## Begin Given records
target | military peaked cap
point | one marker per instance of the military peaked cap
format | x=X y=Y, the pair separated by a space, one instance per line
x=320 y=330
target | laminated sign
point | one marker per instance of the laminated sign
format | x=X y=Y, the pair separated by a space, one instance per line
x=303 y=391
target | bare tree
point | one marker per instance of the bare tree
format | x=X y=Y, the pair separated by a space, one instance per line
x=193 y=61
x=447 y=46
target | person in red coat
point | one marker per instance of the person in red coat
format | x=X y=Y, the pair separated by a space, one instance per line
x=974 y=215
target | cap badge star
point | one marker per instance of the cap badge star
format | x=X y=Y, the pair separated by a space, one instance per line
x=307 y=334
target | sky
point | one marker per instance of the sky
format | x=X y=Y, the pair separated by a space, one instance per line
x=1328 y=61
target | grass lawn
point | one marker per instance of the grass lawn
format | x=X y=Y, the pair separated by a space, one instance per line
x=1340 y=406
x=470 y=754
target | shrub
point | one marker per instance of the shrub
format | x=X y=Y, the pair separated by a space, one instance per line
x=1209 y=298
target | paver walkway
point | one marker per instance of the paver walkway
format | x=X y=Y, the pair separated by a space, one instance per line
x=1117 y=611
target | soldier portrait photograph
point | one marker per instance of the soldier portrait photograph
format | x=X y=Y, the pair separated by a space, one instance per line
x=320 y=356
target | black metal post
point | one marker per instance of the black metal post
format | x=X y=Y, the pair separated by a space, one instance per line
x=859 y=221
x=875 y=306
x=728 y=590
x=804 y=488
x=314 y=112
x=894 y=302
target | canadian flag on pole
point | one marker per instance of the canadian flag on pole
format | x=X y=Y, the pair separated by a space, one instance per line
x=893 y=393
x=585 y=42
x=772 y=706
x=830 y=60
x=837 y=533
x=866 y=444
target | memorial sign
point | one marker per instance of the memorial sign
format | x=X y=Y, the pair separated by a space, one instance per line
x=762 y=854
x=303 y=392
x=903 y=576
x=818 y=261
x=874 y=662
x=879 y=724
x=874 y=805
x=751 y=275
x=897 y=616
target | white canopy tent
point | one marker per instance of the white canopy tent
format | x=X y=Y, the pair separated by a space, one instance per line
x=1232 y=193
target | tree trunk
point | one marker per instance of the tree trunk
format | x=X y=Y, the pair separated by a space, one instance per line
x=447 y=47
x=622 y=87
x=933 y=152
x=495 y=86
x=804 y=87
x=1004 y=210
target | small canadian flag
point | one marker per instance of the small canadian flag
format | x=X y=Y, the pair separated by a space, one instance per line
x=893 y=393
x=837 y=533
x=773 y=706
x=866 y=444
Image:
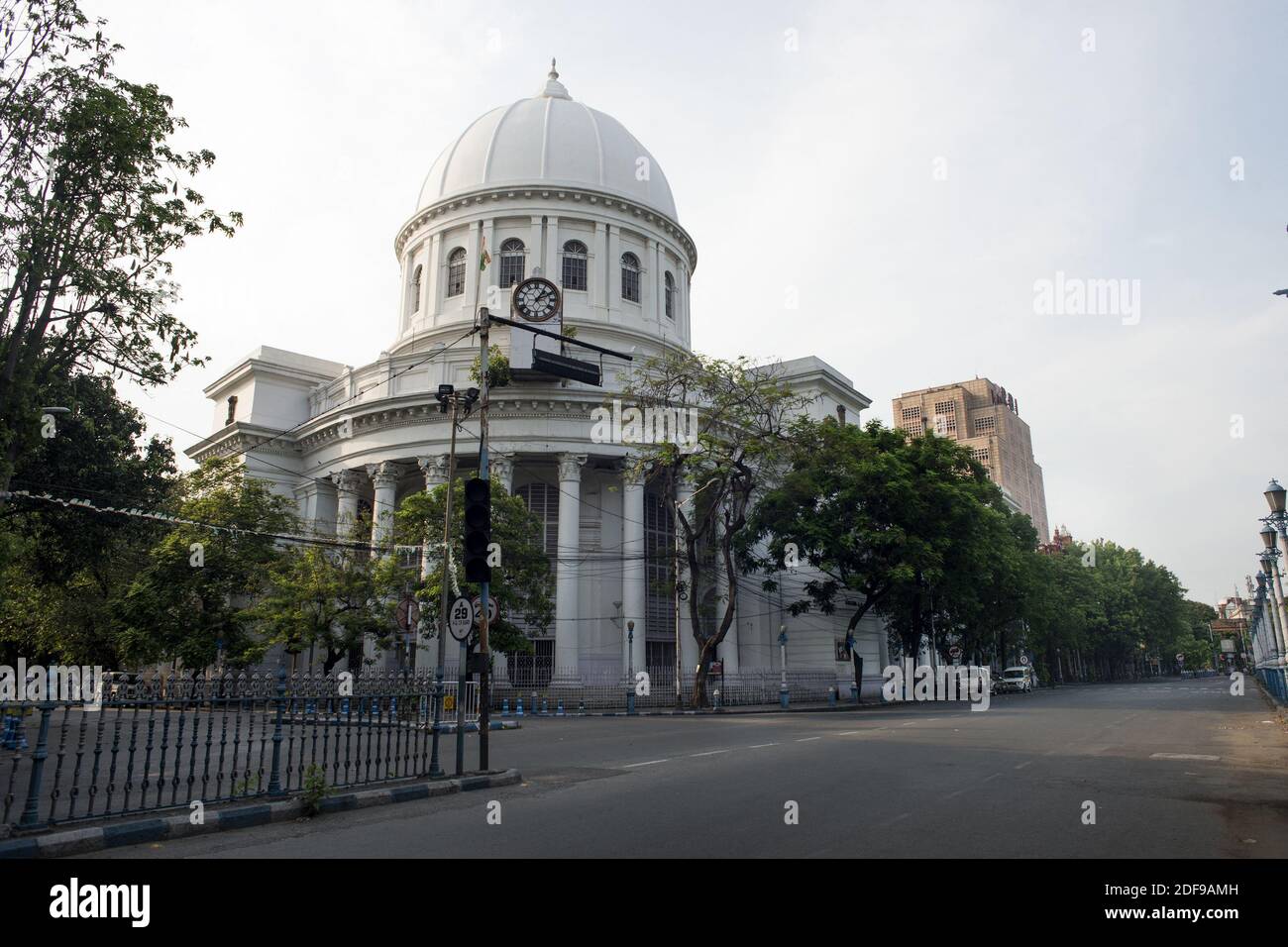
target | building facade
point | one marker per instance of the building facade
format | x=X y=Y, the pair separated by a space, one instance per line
x=548 y=187
x=987 y=420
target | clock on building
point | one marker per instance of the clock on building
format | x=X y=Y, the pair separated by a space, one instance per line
x=536 y=299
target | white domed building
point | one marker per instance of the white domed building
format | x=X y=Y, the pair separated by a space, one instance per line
x=555 y=188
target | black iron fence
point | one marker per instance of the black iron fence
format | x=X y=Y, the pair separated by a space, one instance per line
x=168 y=741
x=165 y=741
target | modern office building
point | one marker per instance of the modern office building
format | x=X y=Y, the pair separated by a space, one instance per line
x=984 y=418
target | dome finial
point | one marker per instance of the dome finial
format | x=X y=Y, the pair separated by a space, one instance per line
x=554 y=88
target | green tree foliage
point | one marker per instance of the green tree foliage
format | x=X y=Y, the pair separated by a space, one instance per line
x=910 y=528
x=745 y=411
x=62 y=569
x=191 y=600
x=329 y=598
x=522 y=581
x=93 y=201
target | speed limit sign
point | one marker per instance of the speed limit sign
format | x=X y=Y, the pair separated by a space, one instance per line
x=460 y=618
x=492 y=611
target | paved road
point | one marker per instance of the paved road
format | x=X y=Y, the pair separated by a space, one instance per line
x=1175 y=770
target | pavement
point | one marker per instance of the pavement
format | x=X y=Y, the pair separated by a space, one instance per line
x=1173 y=770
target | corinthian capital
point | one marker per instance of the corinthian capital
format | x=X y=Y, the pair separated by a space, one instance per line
x=570 y=466
x=434 y=467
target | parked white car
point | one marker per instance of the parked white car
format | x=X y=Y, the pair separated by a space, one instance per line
x=1018 y=678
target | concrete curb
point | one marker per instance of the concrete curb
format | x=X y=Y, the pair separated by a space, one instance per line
x=73 y=841
x=475 y=727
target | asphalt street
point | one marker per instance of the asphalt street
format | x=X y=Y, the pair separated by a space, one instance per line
x=1175 y=770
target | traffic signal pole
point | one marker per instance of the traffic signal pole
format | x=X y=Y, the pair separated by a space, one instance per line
x=484 y=652
x=436 y=768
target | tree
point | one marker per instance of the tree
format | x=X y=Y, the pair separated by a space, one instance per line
x=192 y=600
x=520 y=578
x=62 y=569
x=93 y=200
x=331 y=598
x=743 y=411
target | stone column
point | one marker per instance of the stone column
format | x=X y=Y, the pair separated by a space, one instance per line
x=489 y=274
x=433 y=277
x=347 y=483
x=634 y=582
x=614 y=268
x=567 y=570
x=384 y=476
x=501 y=470
x=536 y=260
x=688 y=646
x=648 y=282
x=554 y=248
x=597 y=260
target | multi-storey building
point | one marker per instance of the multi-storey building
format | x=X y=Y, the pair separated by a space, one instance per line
x=987 y=420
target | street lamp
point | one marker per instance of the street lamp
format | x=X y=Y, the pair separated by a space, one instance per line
x=630 y=664
x=782 y=660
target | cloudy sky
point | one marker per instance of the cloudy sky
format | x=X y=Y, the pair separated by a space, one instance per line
x=909 y=170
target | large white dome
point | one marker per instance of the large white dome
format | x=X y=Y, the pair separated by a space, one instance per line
x=549 y=141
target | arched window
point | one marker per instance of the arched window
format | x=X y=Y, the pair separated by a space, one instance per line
x=630 y=277
x=542 y=501
x=415 y=289
x=511 y=263
x=456 y=272
x=575 y=265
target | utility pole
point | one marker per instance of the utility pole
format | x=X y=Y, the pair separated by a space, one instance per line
x=484 y=654
x=436 y=770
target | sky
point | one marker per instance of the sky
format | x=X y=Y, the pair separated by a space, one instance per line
x=910 y=172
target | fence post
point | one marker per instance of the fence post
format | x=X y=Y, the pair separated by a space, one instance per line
x=31 y=809
x=274 y=780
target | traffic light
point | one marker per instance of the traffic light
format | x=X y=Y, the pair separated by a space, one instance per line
x=478 y=530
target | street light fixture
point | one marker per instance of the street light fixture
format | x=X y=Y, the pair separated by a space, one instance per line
x=630 y=664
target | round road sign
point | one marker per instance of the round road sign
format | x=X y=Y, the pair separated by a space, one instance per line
x=460 y=618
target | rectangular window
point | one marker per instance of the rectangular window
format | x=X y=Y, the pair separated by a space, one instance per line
x=575 y=272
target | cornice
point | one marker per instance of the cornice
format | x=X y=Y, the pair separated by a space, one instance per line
x=596 y=200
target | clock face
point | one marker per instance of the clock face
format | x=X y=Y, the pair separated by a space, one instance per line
x=536 y=299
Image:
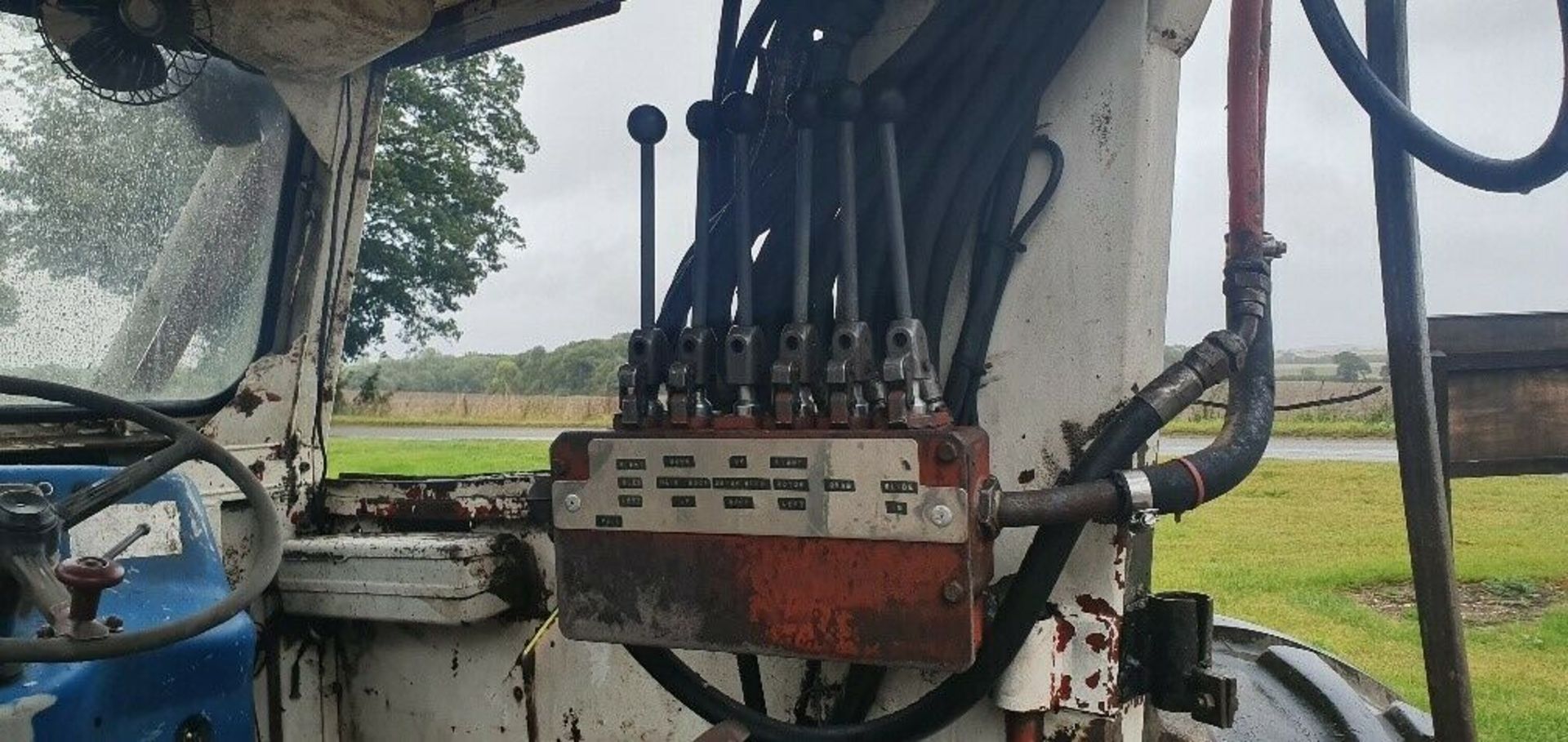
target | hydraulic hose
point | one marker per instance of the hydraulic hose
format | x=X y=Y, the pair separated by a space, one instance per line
x=1387 y=110
x=1218 y=468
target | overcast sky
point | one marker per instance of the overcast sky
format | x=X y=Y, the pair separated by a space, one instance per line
x=1487 y=74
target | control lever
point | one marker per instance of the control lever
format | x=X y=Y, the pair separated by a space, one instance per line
x=852 y=367
x=648 y=350
x=697 y=360
x=799 y=366
x=745 y=347
x=906 y=371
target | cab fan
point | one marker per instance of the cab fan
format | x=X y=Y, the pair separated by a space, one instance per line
x=136 y=52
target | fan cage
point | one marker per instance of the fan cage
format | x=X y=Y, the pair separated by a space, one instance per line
x=182 y=64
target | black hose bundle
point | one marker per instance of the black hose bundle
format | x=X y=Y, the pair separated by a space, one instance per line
x=973 y=82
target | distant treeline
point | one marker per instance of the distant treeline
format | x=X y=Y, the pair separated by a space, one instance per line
x=584 y=367
x=587 y=367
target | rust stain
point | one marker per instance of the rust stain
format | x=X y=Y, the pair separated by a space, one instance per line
x=1062 y=692
x=572 y=725
x=247 y=401
x=1065 y=633
x=1098 y=607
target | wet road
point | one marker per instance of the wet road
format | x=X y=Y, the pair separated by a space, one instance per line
x=1297 y=449
x=1300 y=449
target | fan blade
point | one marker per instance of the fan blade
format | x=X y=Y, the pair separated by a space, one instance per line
x=118 y=60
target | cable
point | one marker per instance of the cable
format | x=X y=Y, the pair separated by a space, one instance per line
x=1521 y=175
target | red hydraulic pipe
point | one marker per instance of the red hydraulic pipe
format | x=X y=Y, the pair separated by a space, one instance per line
x=1247 y=104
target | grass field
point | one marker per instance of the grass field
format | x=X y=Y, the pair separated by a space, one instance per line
x=452 y=459
x=1288 y=427
x=1288 y=551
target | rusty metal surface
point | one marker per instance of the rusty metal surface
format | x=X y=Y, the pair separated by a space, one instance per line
x=894 y=602
x=436 y=504
x=1503 y=393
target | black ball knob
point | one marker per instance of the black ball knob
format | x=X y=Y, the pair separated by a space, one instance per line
x=844 y=100
x=647 y=124
x=804 y=109
x=703 y=120
x=742 y=112
x=888 y=105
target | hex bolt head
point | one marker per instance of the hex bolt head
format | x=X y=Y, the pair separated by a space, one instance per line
x=1143 y=520
x=941 y=517
x=952 y=592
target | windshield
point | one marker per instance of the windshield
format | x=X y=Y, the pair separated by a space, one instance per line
x=136 y=242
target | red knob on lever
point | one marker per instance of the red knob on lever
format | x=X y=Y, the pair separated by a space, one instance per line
x=87 y=580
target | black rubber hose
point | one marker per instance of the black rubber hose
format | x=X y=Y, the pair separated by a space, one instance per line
x=862 y=684
x=1438 y=153
x=750 y=46
x=990 y=260
x=267 y=546
x=728 y=27
x=1218 y=468
x=751 y=682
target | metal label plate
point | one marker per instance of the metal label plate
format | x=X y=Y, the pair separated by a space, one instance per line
x=809 y=488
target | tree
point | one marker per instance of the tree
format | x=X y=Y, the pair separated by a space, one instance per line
x=434 y=226
x=91 y=190
x=1351 y=366
x=507 y=379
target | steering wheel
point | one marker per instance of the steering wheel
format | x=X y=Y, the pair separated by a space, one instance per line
x=185 y=444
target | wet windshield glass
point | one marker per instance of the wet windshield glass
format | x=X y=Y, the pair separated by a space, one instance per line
x=136 y=242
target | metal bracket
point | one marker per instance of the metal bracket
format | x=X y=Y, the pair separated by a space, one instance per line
x=1169 y=655
x=1140 y=500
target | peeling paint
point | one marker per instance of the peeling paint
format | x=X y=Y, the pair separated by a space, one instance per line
x=16 y=719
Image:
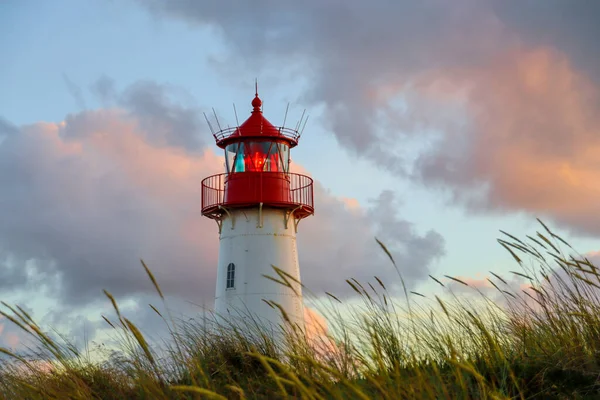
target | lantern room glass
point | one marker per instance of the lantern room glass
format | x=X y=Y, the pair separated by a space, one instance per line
x=257 y=156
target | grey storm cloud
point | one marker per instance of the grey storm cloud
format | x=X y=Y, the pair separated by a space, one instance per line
x=83 y=200
x=442 y=92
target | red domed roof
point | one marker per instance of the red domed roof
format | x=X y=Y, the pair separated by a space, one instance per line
x=256 y=126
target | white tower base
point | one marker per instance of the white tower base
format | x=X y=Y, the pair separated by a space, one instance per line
x=251 y=242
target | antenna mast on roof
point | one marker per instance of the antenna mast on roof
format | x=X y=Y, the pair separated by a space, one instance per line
x=217 y=119
x=209 y=125
x=303 y=126
x=285 y=116
x=300 y=122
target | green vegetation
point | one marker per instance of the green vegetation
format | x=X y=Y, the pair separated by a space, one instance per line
x=506 y=340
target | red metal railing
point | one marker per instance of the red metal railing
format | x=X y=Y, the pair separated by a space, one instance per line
x=253 y=188
x=285 y=132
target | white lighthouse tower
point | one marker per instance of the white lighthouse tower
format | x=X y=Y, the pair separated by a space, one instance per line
x=258 y=204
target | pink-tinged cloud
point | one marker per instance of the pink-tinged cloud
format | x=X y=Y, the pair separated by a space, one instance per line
x=84 y=199
x=502 y=95
x=531 y=140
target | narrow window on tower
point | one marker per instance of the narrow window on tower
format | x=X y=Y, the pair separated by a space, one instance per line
x=230 y=276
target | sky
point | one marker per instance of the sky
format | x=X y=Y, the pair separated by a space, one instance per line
x=432 y=126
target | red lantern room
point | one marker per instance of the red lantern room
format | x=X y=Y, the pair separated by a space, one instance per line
x=257 y=161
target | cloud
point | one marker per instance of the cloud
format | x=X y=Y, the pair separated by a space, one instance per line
x=75 y=91
x=85 y=198
x=492 y=101
x=532 y=141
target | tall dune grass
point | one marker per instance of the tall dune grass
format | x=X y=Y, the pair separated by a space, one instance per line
x=536 y=339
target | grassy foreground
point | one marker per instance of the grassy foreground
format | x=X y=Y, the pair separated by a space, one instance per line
x=535 y=334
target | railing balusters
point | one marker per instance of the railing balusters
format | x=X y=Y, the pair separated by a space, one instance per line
x=300 y=192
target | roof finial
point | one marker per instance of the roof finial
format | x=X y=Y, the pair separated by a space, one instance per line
x=257 y=102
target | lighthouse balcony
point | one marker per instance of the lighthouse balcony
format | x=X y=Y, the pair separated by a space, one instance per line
x=251 y=189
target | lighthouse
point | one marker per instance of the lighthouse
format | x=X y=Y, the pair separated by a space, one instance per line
x=257 y=204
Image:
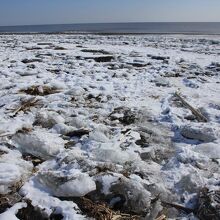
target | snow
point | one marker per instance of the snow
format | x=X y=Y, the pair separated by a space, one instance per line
x=135 y=139
x=39 y=143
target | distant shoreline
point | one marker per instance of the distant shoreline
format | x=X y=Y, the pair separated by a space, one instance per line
x=107 y=33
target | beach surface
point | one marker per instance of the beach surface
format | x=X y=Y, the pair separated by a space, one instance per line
x=109 y=127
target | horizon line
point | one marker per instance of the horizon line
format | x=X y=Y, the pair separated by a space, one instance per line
x=130 y=22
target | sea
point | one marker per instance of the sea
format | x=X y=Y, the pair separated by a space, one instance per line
x=120 y=28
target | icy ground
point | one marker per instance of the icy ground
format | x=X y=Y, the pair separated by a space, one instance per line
x=96 y=117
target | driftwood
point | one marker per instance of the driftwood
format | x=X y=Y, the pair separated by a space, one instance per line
x=26 y=105
x=197 y=113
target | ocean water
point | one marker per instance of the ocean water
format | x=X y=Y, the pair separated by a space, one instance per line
x=117 y=28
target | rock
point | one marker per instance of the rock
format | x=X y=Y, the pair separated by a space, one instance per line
x=39 y=143
x=198 y=132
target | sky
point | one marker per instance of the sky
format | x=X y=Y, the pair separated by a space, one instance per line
x=30 y=12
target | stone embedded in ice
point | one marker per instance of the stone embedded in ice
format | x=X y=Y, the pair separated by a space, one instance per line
x=199 y=132
x=210 y=150
x=39 y=143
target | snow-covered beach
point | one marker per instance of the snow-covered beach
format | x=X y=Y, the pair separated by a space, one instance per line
x=99 y=121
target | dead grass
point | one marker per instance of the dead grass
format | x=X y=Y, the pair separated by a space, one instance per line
x=102 y=212
x=25 y=106
x=40 y=90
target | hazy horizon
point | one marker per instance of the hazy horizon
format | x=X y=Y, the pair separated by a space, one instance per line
x=41 y=12
x=82 y=23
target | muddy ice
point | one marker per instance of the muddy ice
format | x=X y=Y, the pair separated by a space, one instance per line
x=91 y=128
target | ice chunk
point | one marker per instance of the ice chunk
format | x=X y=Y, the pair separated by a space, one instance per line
x=48 y=118
x=63 y=129
x=199 y=132
x=210 y=150
x=10 y=213
x=74 y=184
x=39 y=143
x=108 y=152
x=98 y=136
x=78 y=122
x=38 y=195
x=13 y=170
x=11 y=126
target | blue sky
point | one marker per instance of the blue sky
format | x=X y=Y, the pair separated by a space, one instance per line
x=20 y=12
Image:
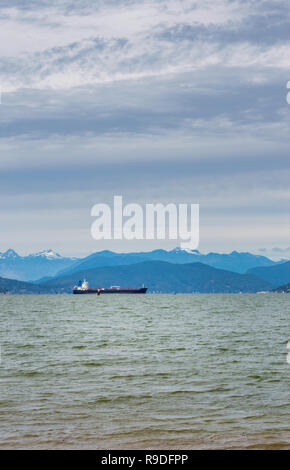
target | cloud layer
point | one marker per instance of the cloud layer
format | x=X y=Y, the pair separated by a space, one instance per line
## End Given records
§ Instructions to follow:
Skip the pictures and retype exactly the lines from the one that contains "target | dead grass" to the last line of the records.

§ Answer below:
target | dead grass
point | one marker per instance of the dead grass
format | x=X y=Y, the pair separated by a space, one instance per line
x=102 y=212
x=25 y=106
x=40 y=90
target | hazy horizon
point | one marker per instance of the hazy horizon
format | x=X y=Y, the pair separated by a space, one instance per line
x=41 y=12
x=82 y=23
target | muddy ice
point | one marker per instance of the muddy ice
format | x=X y=Y, the pair separated by a space, one instance per line
x=91 y=128
target | ice chunk
point | one marker per instance of the ice chunk
format | x=X y=Y, the pair separated by a space, one instance per line
x=48 y=118
x=63 y=129
x=199 y=132
x=210 y=150
x=10 y=213
x=74 y=184
x=39 y=143
x=108 y=152
x=98 y=136
x=78 y=122
x=38 y=195
x=13 y=170
x=11 y=126
target | blue sky
point | one marker per instance of the blue sky
format | x=X y=Y, the pair separated by a space, one instance per line
x=20 y=12
Image:
target | cloud layer
point | one marker per instance of the cloud layer
format | x=X y=Y, the pair separated by a space, one instance per line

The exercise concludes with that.